→ Text segment
[Start of section]
Tucker converted to Judaism after marrying her husband. She has been a member of the Congregation Beth Shalom of the Blue Hills in Milton for 35 years and previously served as the temple president.

She said she and others in her synagogue feel the world has forgotten about the hostages and the violence of the Oct. 7 attack.

“The Jews have not forgotten about it,” Tucker said.

“It’s important for Jews to know that Israel is there as a safe haven, and right now it doesn’t feel very safe because they’re under attack from many fronts,” she said.

Tucker, who took a break from playing Legos with her grandson to speak to The Patriot Ledger, says she thinks about the hostages constantly.

“I think of the Bibas boys, 1 and 4, and their mother,” she said, referring to the youngest hostage captured in the attack.

On Jan. 14, Tucker attended a rally in Cambridge to mark the 100th day of captivity for hostages.

“There was a little bit of fear; would there be counterprotesters?” Tucker said. “It was peaceful. It was a time to be together with other people who were in mourning for all of it.

“It’s hard,” she said. “People are afraid. I don’t want to anger my Muslim friends, but I’m sad. They’re vilifying Israel and not Hamas. When is the world going to step up and say you can’t do this to people?”

Tucker said she and many in her circle follow news reports closely, including accounts of Palestinian suffering.

Israeli airstrikes and ground invasions have killed over 27,000 Palestinian civilians, mostly women and children, and injured more than 60,000, Gaza health authorities say. Thousands more are missing, many presumed buried beneath the rubble of destroyed buildings.

“I’m sad for innocent Palestinians that have been taken advantage of by Hamas,” she said. “They’re being uprooted, they’re going through all kinds of pain and hunger and cold, and no housing.”

Support for Israel, disappointment with Israel’s government

Tucker said that while she supports Israel, she is disappointed with the Israeli government, partly for what she described as the unjust actions of Israeli settlers in the West Bank, partly for the government’s failure to prevent the Oct. 7 attacks despite reported warnings.

Citing reports by Haaretz, Tucker said women serving in the Israeli Defense Forces warned the government of signs that Hamas was planning a military operation.

“(The women) were told, ‘You’re the eyes, we’re the brains,'” she said. “That’s how they were treated when they tried to step up and say something was about to happen. Had they been listened to, maybe we wouldn’t be in this position we’re in now.”

Tucker also expressed frustration with the government’s role in expanded Israeli settlements in the West Bank. In September, a senior U.N. official said the expanded settlements violate international law.

“I’m angry with the government for letting the settlers in the West Bank get away with what they’ve gotten away with,” she said. “It’s terrible. They’re taking Palestinian land. They have no business.”

Tucker said her daughter has worked to oppose the settlements through Americans for Peace Now, a movement focused on Israeli-Palestinian relations.

She said the Israeli government’s preoccupation with protecting settlers in the West Bank may have left people in areas bordering Gaza vulnerable to attack, including the groom’s brother killed at the music festival.

Fading hopes for peace

Tucker said she, like many others in her congregation, hopes for a peaceful two-state solution, but she said she doubts it will happen soon.

“Everyone deserves a piece of the land,” she said.

On Jan. 20, Israeli Prime Minister Benjamin Netanyahu said he does not support a Palestinian state in Gaza.

Tucker highlighted the case of Israeli volunteers who, as reported by the BBC, used to drive sick Palestinians from Gaza through checkpoints to medical appointments in Israel, before that became impossible due to heavy Israeli airstrikes in the besieged enclave.

Four of about 1,000 volunteers were killed Oct. 7 when Hamas militants attacked their kibbutzim in southern Israel.

“They were peaceniks,” Tucker said. “They were innocent people trying to live their lives and farm who one morning woke up to hell.”
[End of section]
→ Exercise 1
Can you condense the article's paragraph beginning "Tucker said that while she supports Israel" into a short bulleted list that keeps its main facts?
→ Exercise 2
Duplicate the article word for word between "Tucker said she, like" and "in southern Israel.", inclusive.

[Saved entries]
[Start of section]
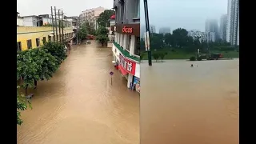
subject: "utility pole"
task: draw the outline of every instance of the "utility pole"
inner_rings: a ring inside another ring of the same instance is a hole
[[[149,11],[147,7],[147,0],[144,0],[144,10],[145,10],[145,21],[146,21],[146,31],[149,34],[148,34],[148,42],[150,42],[150,20],[149,20]],[[152,58],[151,58],[151,50],[150,49],[150,43],[148,43],[149,49],[147,50],[148,58],[149,58],[149,66],[152,66]]]
[[[62,42],[62,33],[61,33],[61,18],[59,10],[58,10],[58,35],[59,35],[59,42]]]
[[[64,15],[63,15],[63,10],[62,10],[62,43],[64,43],[64,22],[63,22],[63,17],[64,17]]]
[[[56,18],[56,6],[54,6],[54,13],[55,13],[55,28],[56,28],[56,37],[55,37],[55,39],[56,39],[56,42],[58,42],[58,28],[57,28],[57,18]]]
[[[55,33],[54,33],[54,25],[53,6],[50,6],[50,11],[51,11],[51,24],[53,25],[53,32],[54,32],[54,42],[55,42]]]

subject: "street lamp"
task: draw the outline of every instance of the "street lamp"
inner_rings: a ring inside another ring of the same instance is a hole
[[[145,10],[145,21],[146,21],[146,38],[145,41],[150,42],[150,20],[149,20],[149,11],[147,7],[147,0],[144,0],[144,10]],[[150,46],[150,42],[147,43],[147,54],[148,54],[148,58],[149,58],[149,66],[152,66],[152,58],[151,58],[151,50]]]

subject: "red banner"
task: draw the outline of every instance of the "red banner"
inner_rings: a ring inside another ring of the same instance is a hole
[[[124,58],[119,54],[120,66],[128,73],[135,75],[136,62]]]

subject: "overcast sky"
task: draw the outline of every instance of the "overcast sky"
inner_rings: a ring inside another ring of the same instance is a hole
[[[227,13],[227,0],[148,0],[150,24],[171,31],[182,27],[205,31],[207,18],[219,19]],[[141,23],[145,23],[144,5],[141,0]],[[219,25],[219,23],[218,23]]]
[[[17,11],[21,16],[50,14],[50,6],[62,9],[67,16],[79,16],[82,10],[102,6],[113,7],[114,0],[17,0]]]

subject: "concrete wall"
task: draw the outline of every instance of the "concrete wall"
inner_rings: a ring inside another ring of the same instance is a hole
[[[33,18],[32,18],[32,17],[24,17],[23,18],[23,26],[34,26],[33,25]]]
[[[17,18],[17,26],[23,26],[23,18]]]
[[[17,42],[21,42],[22,50],[27,50],[26,40],[31,39],[32,48],[36,48],[36,38],[40,38],[40,46],[42,46],[43,38],[45,37],[48,42],[48,36],[51,35],[51,26],[17,26]],[[70,38],[73,36],[73,33],[72,27],[64,28],[64,34],[70,34]]]

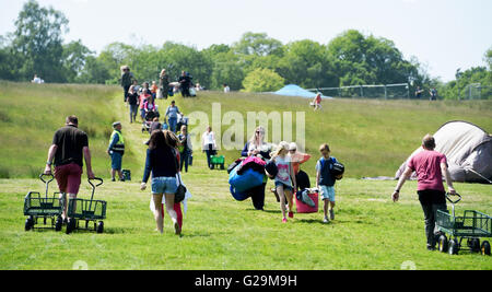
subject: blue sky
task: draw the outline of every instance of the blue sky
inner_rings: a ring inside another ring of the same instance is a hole
[[[0,0],[0,35],[14,30],[24,0]],[[386,37],[432,77],[483,66],[492,47],[491,0],[38,0],[69,19],[66,40],[95,51],[113,42],[160,46],[166,40],[201,49],[267,33],[286,44],[328,44],[351,28]]]

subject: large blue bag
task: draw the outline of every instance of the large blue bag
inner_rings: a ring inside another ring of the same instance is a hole
[[[234,192],[243,192],[263,183],[263,174],[259,172],[250,168],[243,172],[242,175],[238,175],[236,170],[237,167],[234,167],[229,174],[229,184],[231,185],[231,189],[234,189]]]

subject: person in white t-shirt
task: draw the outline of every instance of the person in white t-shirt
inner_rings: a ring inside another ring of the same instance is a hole
[[[214,155],[216,151],[215,133],[212,127],[208,126],[207,131],[201,136],[202,150],[207,153],[207,163],[210,168],[210,155]]]

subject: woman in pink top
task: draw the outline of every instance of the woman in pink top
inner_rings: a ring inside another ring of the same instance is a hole
[[[437,210],[446,211],[446,192],[443,184],[443,176],[446,178],[449,194],[456,194],[453,187],[449,171],[447,170],[446,156],[434,151],[434,137],[426,135],[422,140],[423,151],[413,155],[408,162],[407,168],[398,180],[398,185],[393,192],[393,200],[399,199],[400,189],[405,182],[417,172],[419,201],[422,206],[425,220],[425,235],[427,237],[427,249],[434,250],[441,233],[435,227],[435,214]]]
[[[311,187],[311,186],[308,186],[308,182],[305,182],[305,183],[302,182],[304,177],[308,178],[308,176],[306,173],[301,171],[301,164],[308,161],[311,159],[311,155],[298,152],[297,144],[295,142],[292,142],[289,144],[289,156],[291,157],[292,168],[294,170],[294,175],[295,175],[295,180],[298,183],[297,187],[300,189]],[[300,177],[300,176],[302,176],[302,177]],[[302,182],[302,183],[300,183],[300,182]],[[297,189],[295,189],[295,191],[297,191]]]

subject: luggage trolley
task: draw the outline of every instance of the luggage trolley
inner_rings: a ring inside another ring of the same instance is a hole
[[[480,245],[479,237],[492,236],[492,218],[475,210],[466,210],[462,217],[455,215],[455,203],[461,200],[461,196],[454,195],[458,197],[456,200],[452,200],[449,196],[453,195],[446,194],[446,199],[452,203],[453,214],[441,210],[436,213],[437,229],[449,235],[449,241],[445,234],[440,236],[440,252],[457,255],[460,249],[467,249],[490,256],[490,243],[483,241]],[[464,248],[461,242],[465,238],[467,245]]]
[[[49,179],[45,179],[48,176]],[[60,231],[62,226],[61,211],[62,202],[59,198],[60,192],[54,192],[52,196],[48,197],[49,183],[51,183],[55,177],[51,174],[40,174],[39,179],[45,183],[46,191],[45,196],[38,191],[30,191],[24,199],[24,215],[28,215],[25,220],[25,231],[34,229],[55,229],[55,231]],[[43,218],[43,223],[45,227],[35,227],[38,223],[38,219]],[[46,226],[46,221],[50,219],[51,225]]]
[[[92,180],[97,180],[97,184],[93,184]],[[66,233],[70,234],[75,229],[95,231],[103,233],[104,222],[106,219],[106,201],[94,200],[95,189],[103,184],[102,178],[87,179],[92,186],[91,199],[71,199],[68,208],[68,223]],[[80,226],[80,221],[85,221],[85,227]],[[89,227],[89,223],[94,223],[94,229]]]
[End of section]
→ Expected output 1
- Tucker supports Israel but is disappointed with the Israeli government.
- One reason is what she described as the unjust actions of Israeli settlers in the West Bank.
- Another is the government's failure to prevent the Oct. 7 attacks despite reported warnings.

→ Expected output 2
Tucker said she, like many others in her congregation, hopes for a peaceful two-state solution, but she said she doubts it will happen soon.

“Everyone deserves a piece of the land,” she said.

On Jan. 20, Israeli Prime Minister Benjamin Netanyahu said he does not support a Palestinian state in Gaza.

Tucker highlighted the case of Israeli volunteers who, as reported by the BBC, used to drive sick Palestinians from Gaza through checkpoints to medical appointments in Israel, before that became impossible due to heavy Israeli airstrikes in the besieged enclave.

Four of about 1,000 volunteers were killed Oct. 7 when Hamas militants attacked their kibbutzim in southern Israel.